# GESTELDE OPGAVE A
Vanaf welke datum zijn asbestdaken in Nederland verboden volgens de tekst over het asbestdakverbod?
# GESTELDE OPGAVE B
Citeer uit de tekst over het asbestdakverbod letterlijk het stuk dat begint bij de woorden "In het Asbestverwijderingsbesluit" en stop na de woorden "de dakbedekking zit.".

# GEKOZEN PASSAGE
----
Praktijkgebieden: Omgevingsrecht
Vanaf 1 januari 2024 zijn asbestdaken in Nederland verboden. Al in maart 2015 stuurde de toenmalige staatsecretaris van infrastructuur en milieu, Wilma Mansveld, een ontwerpbesluit hierover naar de Tweede Kamer. Op advies van de Raad van State gaat Staatsecretaris Dijksma het verbod nu verankeren in de Wet Milieubeheer.
In het Asbestverwijderingsbesluit 2015 komt er een algeheel verbod op asbesthoudende toepassingen in daken die in contact staan met de buitenlucht (bijvoorbeeld golfplaten of dakleien die asbest bevatten) en door verwering zorgen voor verspreiding van asbestvezels naar de leefomgeving. Het verbod gaat dus niet gelden voor asbesthoudend materialen aan de binnenkant van gebouwen, zoals asbesthoudende isolatie en asbesthoudend dakbeschot dat onder de dakbedekking zit.
----
# VERSTREKTE GEGEVENS
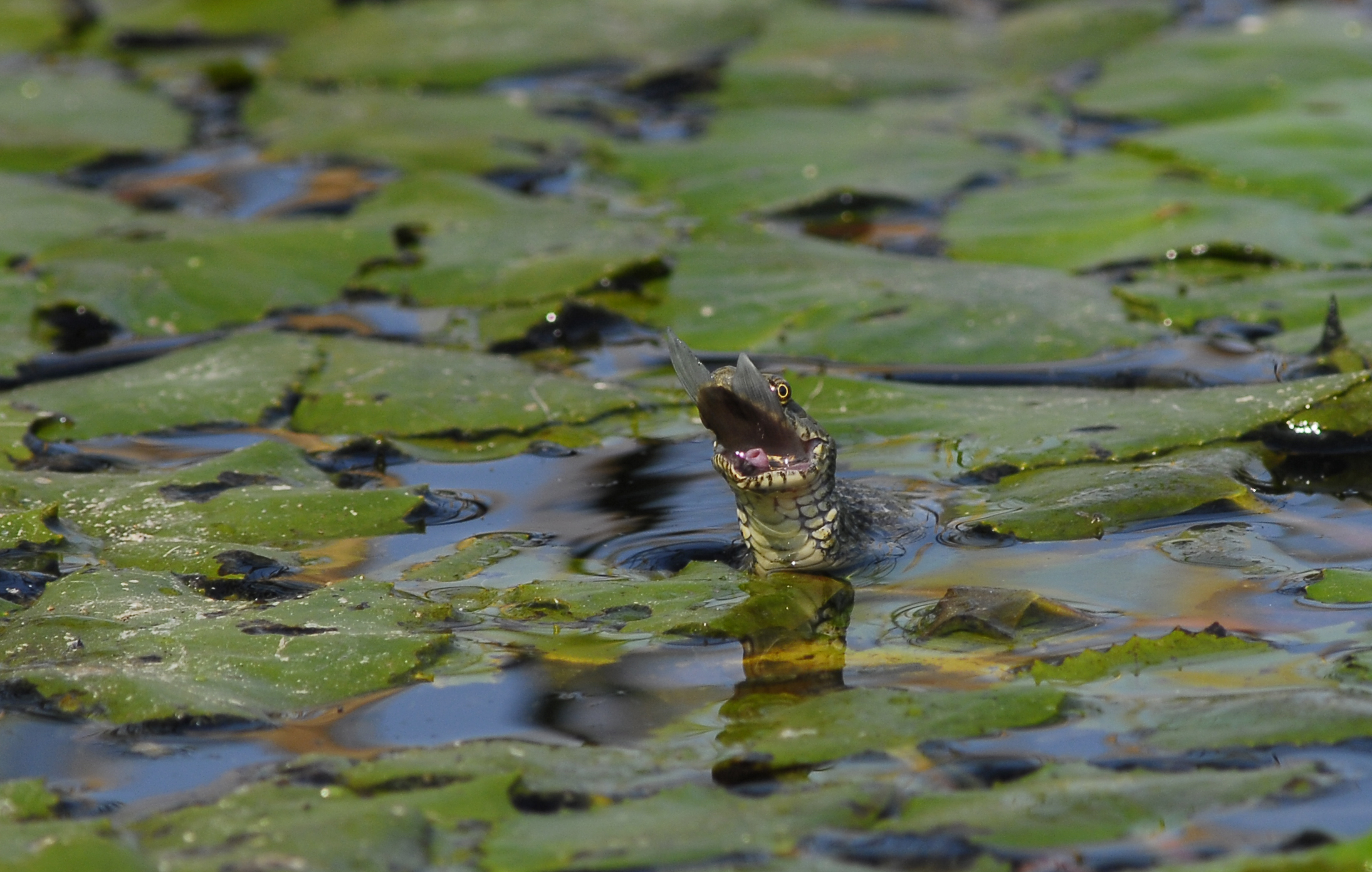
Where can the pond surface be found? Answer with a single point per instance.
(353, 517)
----
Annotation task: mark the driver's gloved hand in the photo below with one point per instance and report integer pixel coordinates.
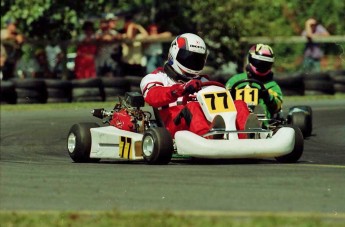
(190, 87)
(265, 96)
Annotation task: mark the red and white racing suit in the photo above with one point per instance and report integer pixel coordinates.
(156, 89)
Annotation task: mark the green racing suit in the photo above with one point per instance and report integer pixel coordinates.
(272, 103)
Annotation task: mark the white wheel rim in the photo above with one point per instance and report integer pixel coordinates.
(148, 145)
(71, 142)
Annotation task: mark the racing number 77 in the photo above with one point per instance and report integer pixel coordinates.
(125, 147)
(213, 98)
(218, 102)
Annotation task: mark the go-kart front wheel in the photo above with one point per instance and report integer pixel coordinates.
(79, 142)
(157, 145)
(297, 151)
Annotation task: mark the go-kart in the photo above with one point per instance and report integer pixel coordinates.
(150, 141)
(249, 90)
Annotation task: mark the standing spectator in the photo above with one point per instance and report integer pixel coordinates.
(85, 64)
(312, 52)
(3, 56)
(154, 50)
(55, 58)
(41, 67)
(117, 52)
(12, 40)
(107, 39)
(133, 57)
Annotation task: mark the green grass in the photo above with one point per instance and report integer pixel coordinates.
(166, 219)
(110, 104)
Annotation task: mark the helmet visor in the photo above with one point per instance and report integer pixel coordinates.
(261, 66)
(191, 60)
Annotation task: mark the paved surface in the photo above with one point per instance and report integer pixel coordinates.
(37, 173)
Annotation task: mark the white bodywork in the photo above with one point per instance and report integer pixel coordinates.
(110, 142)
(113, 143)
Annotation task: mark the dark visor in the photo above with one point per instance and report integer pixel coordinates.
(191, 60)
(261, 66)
----
# ANTWOORD OEFENING A
Vanaf 1 januari 2024.

# ANTWOORD OEFENING B
In het Asbestverwijderingsbesluit 2015 komt er een algeheel verbod op asbesthoudende toepassingen in daken die in contact staan met de buitenlucht (bijvoorbeeld golfplaten of dakleien die asbest bevatten) en door verwering zorgen voor verspreiding van asbestvezels naar de leefomgeving. Het verbod gaat dus niet gelden voor asbesthoudend materialen aan de binnenkant van gebouwen, zoals asbesthoudende isolatie en asbesthoudend dakbeschot dat onder de dakbedekking zit.